## [Task objective]
Locate each line in the data below that contains the string "loadImage" and copy those lines out.

## [Materials provided]
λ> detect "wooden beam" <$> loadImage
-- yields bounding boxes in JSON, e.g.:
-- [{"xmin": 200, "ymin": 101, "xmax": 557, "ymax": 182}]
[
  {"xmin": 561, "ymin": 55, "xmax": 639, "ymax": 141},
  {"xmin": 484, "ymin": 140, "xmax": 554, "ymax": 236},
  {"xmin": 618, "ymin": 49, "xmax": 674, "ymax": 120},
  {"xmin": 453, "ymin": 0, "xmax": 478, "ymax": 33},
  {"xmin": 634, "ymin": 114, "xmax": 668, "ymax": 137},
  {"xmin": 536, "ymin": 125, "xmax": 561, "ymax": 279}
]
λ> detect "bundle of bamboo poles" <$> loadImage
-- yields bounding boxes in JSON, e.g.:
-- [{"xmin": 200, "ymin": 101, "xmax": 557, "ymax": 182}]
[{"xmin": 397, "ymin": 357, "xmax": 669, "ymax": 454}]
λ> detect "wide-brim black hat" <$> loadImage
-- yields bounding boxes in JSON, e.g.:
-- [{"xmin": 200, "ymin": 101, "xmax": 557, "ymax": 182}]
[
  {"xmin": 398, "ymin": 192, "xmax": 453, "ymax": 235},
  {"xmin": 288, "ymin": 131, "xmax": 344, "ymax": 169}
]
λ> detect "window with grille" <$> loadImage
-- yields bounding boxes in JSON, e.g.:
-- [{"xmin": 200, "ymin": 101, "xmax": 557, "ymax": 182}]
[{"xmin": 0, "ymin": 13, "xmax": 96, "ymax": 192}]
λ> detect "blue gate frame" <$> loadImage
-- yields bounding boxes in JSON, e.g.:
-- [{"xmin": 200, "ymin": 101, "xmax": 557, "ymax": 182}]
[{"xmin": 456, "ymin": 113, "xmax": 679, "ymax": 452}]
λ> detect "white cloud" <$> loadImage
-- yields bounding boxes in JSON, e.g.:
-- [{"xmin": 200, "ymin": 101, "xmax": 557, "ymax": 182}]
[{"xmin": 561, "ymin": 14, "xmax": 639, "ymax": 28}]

## [The result]
λ> detect "wooden beam" <$> loadImage
λ> detect "bundle of bamboo poles" <$> loadImage
λ> detect "wide-brim black hat" <$> loadImage
λ> detect "window with grille" <$> loadImage
λ> detect "blue gate frame" <$> loadImage
λ> detect "white cloud" <$> loadImage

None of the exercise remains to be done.